== Exercise requirements ==
Please filter the listing for the string "this" and copy each matching line.

== Entries provided ==
============================================================
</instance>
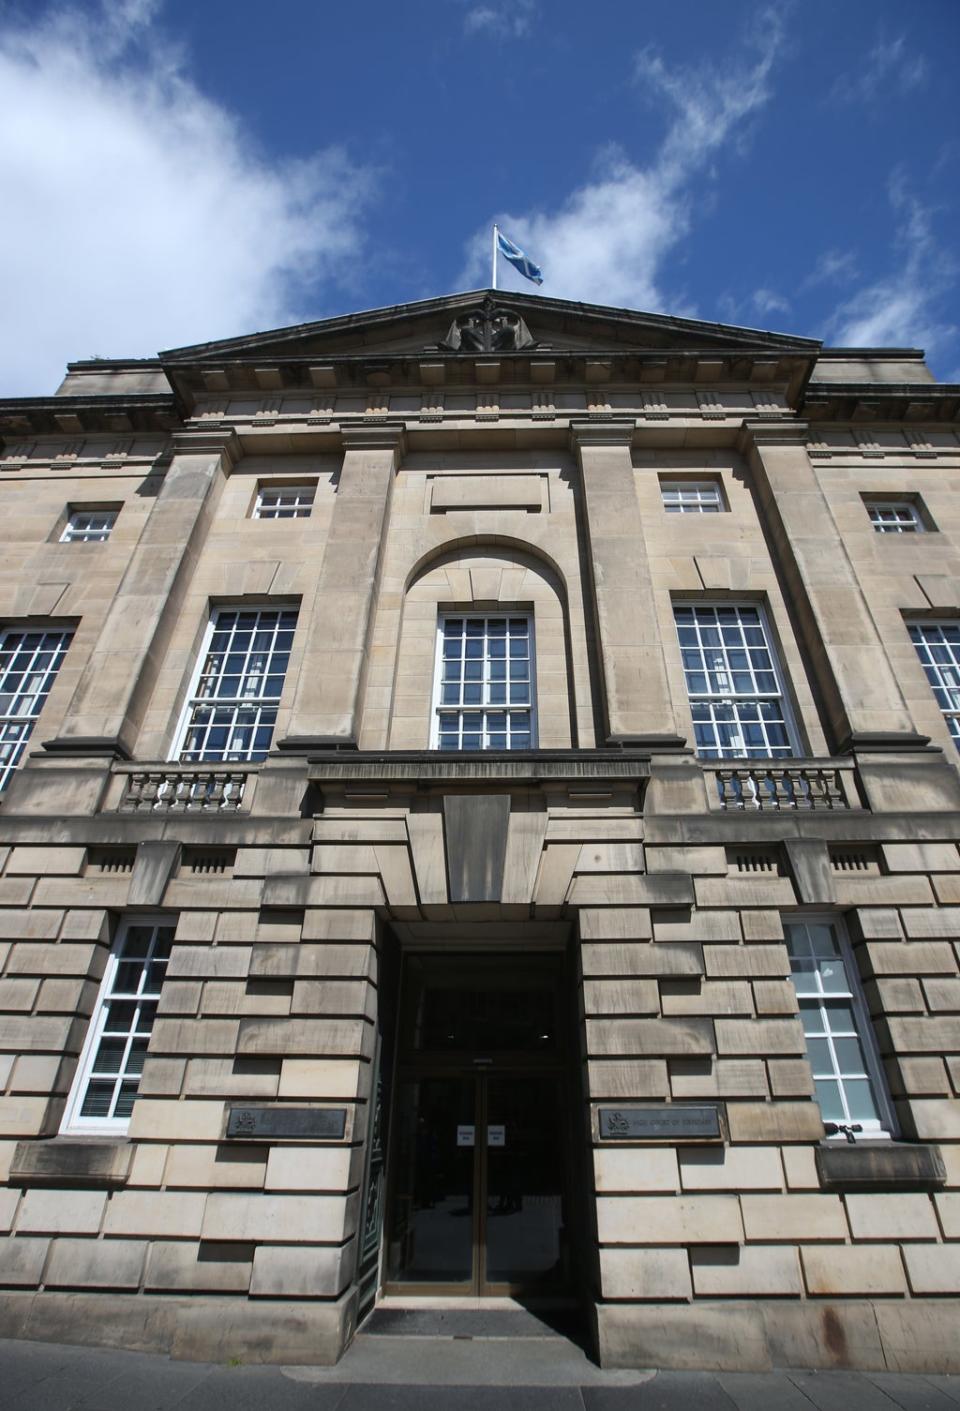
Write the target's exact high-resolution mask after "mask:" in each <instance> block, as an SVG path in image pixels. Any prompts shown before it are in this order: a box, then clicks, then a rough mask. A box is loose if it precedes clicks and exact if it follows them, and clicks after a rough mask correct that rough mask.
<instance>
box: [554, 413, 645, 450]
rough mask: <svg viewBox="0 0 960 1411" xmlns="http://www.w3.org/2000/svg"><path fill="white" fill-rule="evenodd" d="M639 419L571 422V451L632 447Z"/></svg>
============================================================
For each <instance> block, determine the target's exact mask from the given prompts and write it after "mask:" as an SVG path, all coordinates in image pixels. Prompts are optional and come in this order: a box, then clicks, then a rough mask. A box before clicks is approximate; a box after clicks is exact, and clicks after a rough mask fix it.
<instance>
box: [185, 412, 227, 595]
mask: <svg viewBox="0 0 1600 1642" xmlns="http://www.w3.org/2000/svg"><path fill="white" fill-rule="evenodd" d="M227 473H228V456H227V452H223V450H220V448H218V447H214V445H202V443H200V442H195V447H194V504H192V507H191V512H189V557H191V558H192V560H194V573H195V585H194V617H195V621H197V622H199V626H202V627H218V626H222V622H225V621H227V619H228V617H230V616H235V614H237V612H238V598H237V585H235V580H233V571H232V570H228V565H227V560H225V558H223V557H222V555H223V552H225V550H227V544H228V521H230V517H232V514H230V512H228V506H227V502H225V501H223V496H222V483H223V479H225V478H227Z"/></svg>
============================================================
== Solved exercise ==
Write the target's exact high-resolution mask after "mask:" in each <instance> block, as an SVG path in image pixels. Any prompts shown before it are in this order: a box, then clicks, then a rough mask. A box is loose if it precedes clicks and exact if it follows them, and clicks after a rough mask correct that rough mask.
For each <instance> block, determine the target's exact mask from the given prompts and write it after "mask:" as an SVG path, all coordinates in image pixels. Prompts are optional and come in this order: a box, then clicks, then a rough mask. A box before clicks is approximate; a box after clicks is exact, and clicks after a rough mask fix it.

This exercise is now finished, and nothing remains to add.